Re: E as a % of a standard deviation

[Dennis Roberts]

this is the typical margin of error formula for building a confidence 
interval were the sample mean is desired to be within a certain distance of 
the population mean

n = sample size
z = z score from nd that will produce desired confidence level (usually 
1.96 for 95% CI)
e = margin of error

so, typical CI for mu would be:

samp mean +/- z times standard error of mean

  e or the margin of error here is z * stan error of the mean (let me 
symbolize se)

     e = z * se

for 95% CI .. e = 1.96 * se

                e = 1.96 * (sigma / sqrt n)

now, what n might it take to produce some e? we can rearrange the formula ...

                sqrt n = (1.96 * sigma) / e

but, we don't want sqrt n ... we WANT n!

                    n = ((1.96 * sigma)/ e) ^2

so, what if we wanted to be within 3 points of mu with our sample mean the 
population standard deviation or sigma were 15?

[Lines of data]
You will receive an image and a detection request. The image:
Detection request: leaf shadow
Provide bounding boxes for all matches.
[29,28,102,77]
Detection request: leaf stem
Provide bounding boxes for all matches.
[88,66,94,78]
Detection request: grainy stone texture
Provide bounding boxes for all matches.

# [What to work on]
A – In the forum post on margin of error, do these statements agree with the text? (i) The z score for a 95% confidence interval is usually 1.96. (ii) The margin of error e equals the sample mean divided by the standard error. (iii) The example at the end uses a population standard deviation of 15. Answer yes or no for each, and quote the deciding words.
B – In the forum post on margin of error, how close to mu does the closing example want the sample mean to be?
C – Write out part of the forum post on margin of error. Begin at the words "n = ((1.96 * sigma)/" and stop after "sigma were 15?".

# [Answer set]
A –
(i) Yes: "usually 1.96 for 95% CI"
(ii) No: "e = z * se"
(iii) Yes: "the population standard deviation or sigma were 15"

B – Within 3 points of mu.

C –
n = ((1.96 * sigma)/ e) ^2

so, what if we wanted to be within 3 points of mu with our sample mean the 
population standard deviation or sigma were 15?